=== Sunulan alıntı ===

Her alanda birlikte çalışmanın olmazsa olmazıdır istişare/şura. Bir Kur’an halkasından tutunda bir mahalle çalışmasına, oradan bir devlet yönetimine kadar ortak çalışmaların olduğu her alanda (herkes için aynı düzeyde olmasa da)kişinin emeğinin, fikrinin kendisince kıymetli olduğu duygusunu yaşatan birlikteliğin adıdır istişare ve doğru işlediğinde bambaşka bir hoşnutluk oluşturur insanda, bereket katar çalışmalara.
Ancak istişarenin doğru işlemediği ortaklaşa yapılan tüm çalışmalarda, özellikle İslami mücadele ve çabalarda görüş/fikir/karakter farklılıklarından kaynaklanan sorunların akabinde telafisi mümkün olmayan tecrübeler yaşanmakta, çok büyük imkân ve emekler heder olmaktadır.

=== Verilen malzeme ===

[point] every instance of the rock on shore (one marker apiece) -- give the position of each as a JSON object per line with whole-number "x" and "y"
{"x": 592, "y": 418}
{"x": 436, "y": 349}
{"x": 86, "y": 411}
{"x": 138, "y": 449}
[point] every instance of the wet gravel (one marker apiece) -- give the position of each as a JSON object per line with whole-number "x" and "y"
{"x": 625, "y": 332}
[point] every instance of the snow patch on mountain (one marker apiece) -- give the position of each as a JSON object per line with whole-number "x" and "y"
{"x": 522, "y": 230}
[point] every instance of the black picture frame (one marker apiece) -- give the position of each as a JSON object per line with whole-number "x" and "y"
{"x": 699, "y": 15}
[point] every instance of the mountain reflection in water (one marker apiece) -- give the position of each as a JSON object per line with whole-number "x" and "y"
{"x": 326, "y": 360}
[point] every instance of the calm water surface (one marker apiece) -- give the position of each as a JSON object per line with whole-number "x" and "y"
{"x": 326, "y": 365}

===

İstişare konulu alıntıyı "Ancak istişarenin doğru" sözlerinin geçtiği yerden başlayıp "emekler heder olmaktadır." sözlerinden sonra bitirerek harfi harfine yeniden yazın. Bu malzemeye burada gerek yok.

● **Cevap aşağıda**
Ancak istişarenin doğru işlemediği ortaklaşa yapılan tüm çalışmalarda, özellikle İslami mücadele ve çabalarda görüş/fikir/karakter farklılıklarından kaynaklanan sorunların akabinde telafisi mümkün olmayan tecrübeler yaşanmakta, çok büyük imkân ve emekler heder olmaktadır.